(YOUR GOAL): Every line from the one bearing "For each instance of the man" through the last line of the entries should be printed exactly, with no other output.

(Region pointing data)
▼
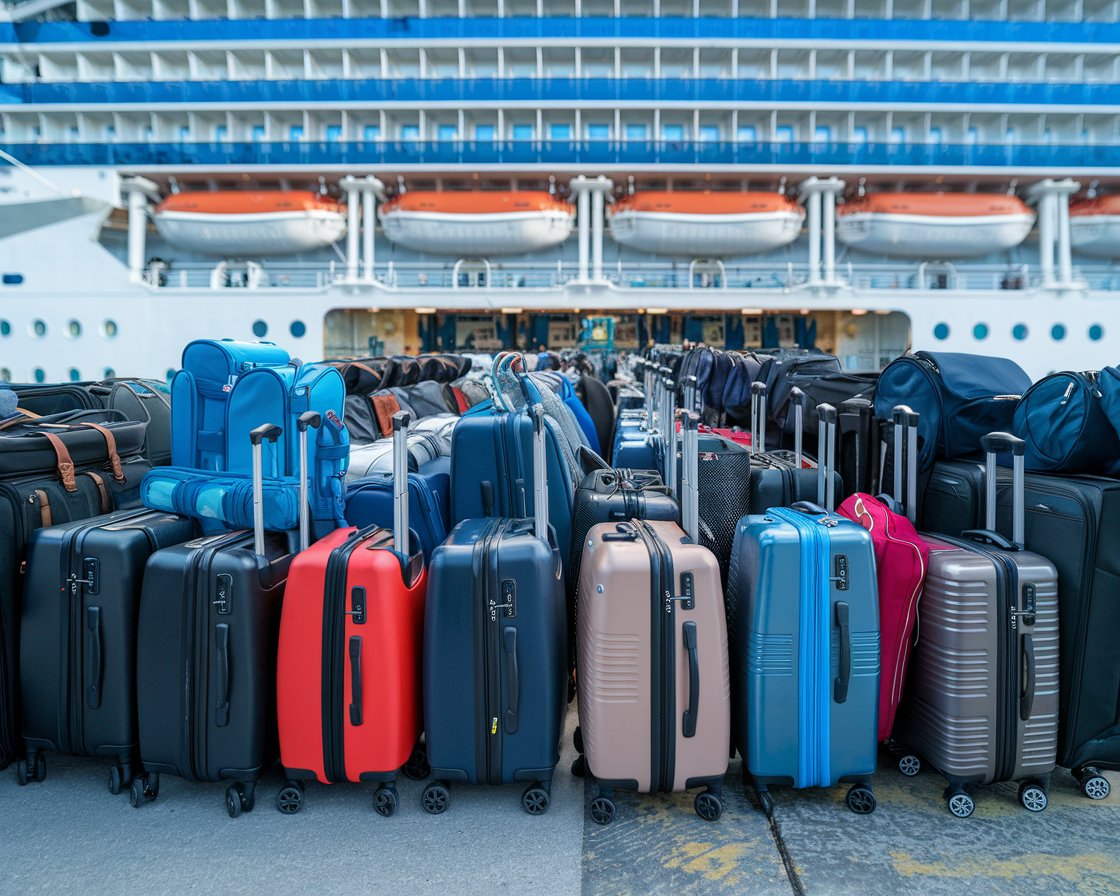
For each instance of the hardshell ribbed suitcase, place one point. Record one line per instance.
(348, 659)
(981, 705)
(77, 668)
(206, 650)
(495, 660)
(654, 697)
(804, 633)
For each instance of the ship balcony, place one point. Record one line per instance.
(579, 155)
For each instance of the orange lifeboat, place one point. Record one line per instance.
(477, 222)
(933, 225)
(705, 222)
(1094, 226)
(239, 223)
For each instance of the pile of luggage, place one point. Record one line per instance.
(372, 567)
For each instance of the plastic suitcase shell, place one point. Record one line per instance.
(802, 612)
(78, 633)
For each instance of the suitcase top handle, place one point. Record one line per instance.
(307, 420)
(991, 444)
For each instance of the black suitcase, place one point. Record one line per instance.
(495, 663)
(77, 666)
(1063, 514)
(206, 653)
(44, 482)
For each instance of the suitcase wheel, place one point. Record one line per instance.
(385, 801)
(1093, 784)
(1034, 799)
(143, 787)
(535, 800)
(603, 810)
(708, 805)
(436, 799)
(861, 800)
(960, 803)
(290, 799)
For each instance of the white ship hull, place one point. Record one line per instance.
(481, 234)
(241, 235)
(1095, 235)
(679, 234)
(930, 236)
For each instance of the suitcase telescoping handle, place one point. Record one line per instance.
(827, 457)
(905, 426)
(690, 474)
(262, 434)
(306, 421)
(992, 444)
(401, 420)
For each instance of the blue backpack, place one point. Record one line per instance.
(1063, 421)
(959, 399)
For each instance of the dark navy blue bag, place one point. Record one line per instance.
(959, 399)
(1063, 421)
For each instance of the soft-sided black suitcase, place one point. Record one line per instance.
(495, 663)
(206, 653)
(77, 666)
(73, 474)
(1074, 521)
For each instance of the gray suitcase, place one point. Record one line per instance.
(981, 703)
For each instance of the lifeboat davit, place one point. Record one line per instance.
(1094, 226)
(238, 223)
(705, 223)
(933, 225)
(477, 222)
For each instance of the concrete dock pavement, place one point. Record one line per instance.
(70, 836)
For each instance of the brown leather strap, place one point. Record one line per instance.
(114, 459)
(100, 482)
(45, 515)
(65, 462)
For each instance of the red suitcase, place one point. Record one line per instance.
(902, 558)
(348, 664)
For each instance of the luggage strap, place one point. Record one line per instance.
(65, 462)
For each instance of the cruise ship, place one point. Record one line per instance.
(348, 178)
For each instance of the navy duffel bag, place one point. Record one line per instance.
(1063, 421)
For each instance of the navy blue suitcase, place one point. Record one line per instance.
(370, 502)
(495, 660)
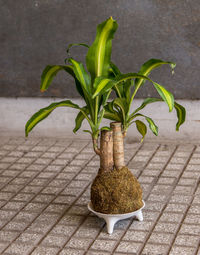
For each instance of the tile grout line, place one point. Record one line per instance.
(61, 216)
(185, 214)
(20, 172)
(169, 196)
(37, 193)
(96, 216)
(155, 181)
(131, 221)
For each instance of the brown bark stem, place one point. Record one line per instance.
(95, 146)
(118, 144)
(106, 151)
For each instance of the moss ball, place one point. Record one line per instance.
(116, 192)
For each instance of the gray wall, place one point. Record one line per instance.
(34, 33)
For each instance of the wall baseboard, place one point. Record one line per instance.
(14, 112)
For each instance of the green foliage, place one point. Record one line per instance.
(98, 64)
(122, 85)
(95, 84)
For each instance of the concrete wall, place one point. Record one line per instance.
(60, 123)
(34, 33)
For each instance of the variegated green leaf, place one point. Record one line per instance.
(44, 112)
(152, 125)
(148, 66)
(112, 116)
(141, 127)
(76, 44)
(79, 118)
(165, 95)
(49, 73)
(145, 102)
(181, 114)
(81, 75)
(99, 84)
(122, 104)
(99, 53)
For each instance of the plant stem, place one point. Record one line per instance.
(106, 151)
(118, 144)
(95, 146)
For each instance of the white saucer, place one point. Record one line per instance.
(111, 219)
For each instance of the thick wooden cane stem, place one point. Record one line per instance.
(95, 146)
(106, 151)
(118, 144)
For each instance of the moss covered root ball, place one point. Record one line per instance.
(116, 192)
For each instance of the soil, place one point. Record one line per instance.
(116, 192)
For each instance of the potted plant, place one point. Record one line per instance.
(115, 190)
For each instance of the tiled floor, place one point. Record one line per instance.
(45, 187)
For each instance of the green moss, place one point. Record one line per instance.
(116, 192)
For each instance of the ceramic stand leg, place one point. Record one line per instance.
(110, 223)
(139, 216)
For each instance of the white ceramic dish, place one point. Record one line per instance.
(111, 219)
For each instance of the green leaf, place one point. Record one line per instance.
(79, 118)
(152, 125)
(114, 69)
(48, 74)
(110, 113)
(165, 95)
(99, 53)
(103, 85)
(99, 84)
(81, 75)
(181, 114)
(122, 104)
(145, 102)
(111, 116)
(76, 44)
(44, 112)
(148, 66)
(141, 127)
(106, 128)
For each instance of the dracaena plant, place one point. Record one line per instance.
(126, 86)
(95, 84)
(98, 64)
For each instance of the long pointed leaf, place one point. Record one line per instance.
(145, 102)
(141, 127)
(100, 85)
(76, 44)
(165, 95)
(148, 66)
(99, 53)
(49, 73)
(152, 125)
(44, 112)
(181, 114)
(79, 118)
(81, 75)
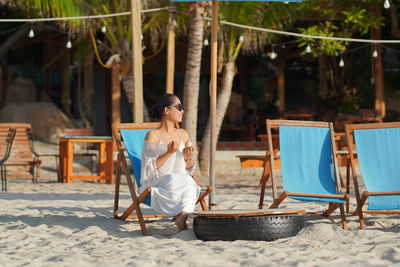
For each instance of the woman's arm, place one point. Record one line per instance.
(189, 151)
(172, 148)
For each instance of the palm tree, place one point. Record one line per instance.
(233, 39)
(193, 64)
(118, 35)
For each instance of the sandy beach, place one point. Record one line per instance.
(71, 224)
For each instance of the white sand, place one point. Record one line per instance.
(71, 224)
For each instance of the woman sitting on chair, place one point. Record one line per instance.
(168, 164)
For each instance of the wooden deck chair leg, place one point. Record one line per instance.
(263, 185)
(343, 216)
(3, 177)
(117, 186)
(202, 196)
(263, 182)
(279, 200)
(134, 206)
(332, 207)
(359, 212)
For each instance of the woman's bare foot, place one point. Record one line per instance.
(180, 221)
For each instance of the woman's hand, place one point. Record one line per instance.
(188, 152)
(172, 147)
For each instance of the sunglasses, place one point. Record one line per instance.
(179, 107)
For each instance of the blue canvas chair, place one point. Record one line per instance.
(309, 168)
(377, 146)
(129, 138)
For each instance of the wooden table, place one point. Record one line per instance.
(105, 159)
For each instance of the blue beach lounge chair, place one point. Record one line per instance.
(309, 168)
(377, 146)
(129, 138)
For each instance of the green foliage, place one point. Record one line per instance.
(343, 101)
(337, 18)
(328, 47)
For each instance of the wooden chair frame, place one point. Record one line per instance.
(353, 163)
(23, 153)
(3, 169)
(131, 181)
(277, 200)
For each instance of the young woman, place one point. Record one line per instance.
(168, 164)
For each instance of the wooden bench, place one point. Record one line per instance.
(5, 148)
(84, 152)
(23, 161)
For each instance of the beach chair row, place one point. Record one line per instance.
(308, 162)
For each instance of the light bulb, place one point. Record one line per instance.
(386, 4)
(31, 33)
(69, 44)
(341, 63)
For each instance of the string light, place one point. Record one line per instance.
(69, 44)
(386, 4)
(341, 62)
(31, 33)
(273, 55)
(308, 49)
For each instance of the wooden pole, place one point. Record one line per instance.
(380, 106)
(115, 94)
(213, 98)
(281, 86)
(171, 50)
(137, 61)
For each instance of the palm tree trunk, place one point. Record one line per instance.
(66, 85)
(88, 90)
(192, 74)
(222, 104)
(127, 82)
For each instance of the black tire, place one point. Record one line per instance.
(264, 228)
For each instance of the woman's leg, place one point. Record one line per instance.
(180, 221)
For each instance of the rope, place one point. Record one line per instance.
(84, 17)
(307, 35)
(96, 51)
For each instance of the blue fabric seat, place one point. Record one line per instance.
(308, 168)
(130, 137)
(378, 157)
(377, 146)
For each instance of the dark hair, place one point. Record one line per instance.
(163, 101)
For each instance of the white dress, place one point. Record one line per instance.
(173, 189)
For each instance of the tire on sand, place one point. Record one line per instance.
(263, 228)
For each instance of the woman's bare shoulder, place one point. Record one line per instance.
(152, 136)
(184, 134)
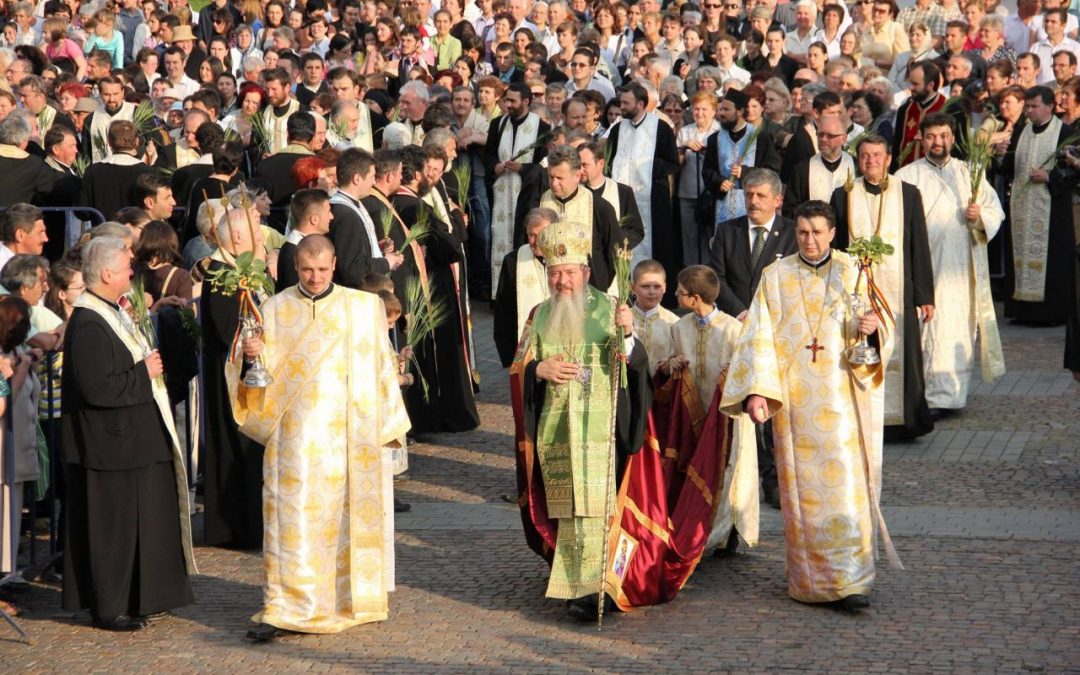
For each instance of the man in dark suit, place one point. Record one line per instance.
(23, 176)
(741, 250)
(356, 237)
(127, 536)
(275, 169)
▲
(SOLUTION TO THE EXERCISE):
For each instance of the man in dark suit, place one point. Record one line per instance.
(23, 176)
(741, 250)
(356, 237)
(127, 536)
(275, 169)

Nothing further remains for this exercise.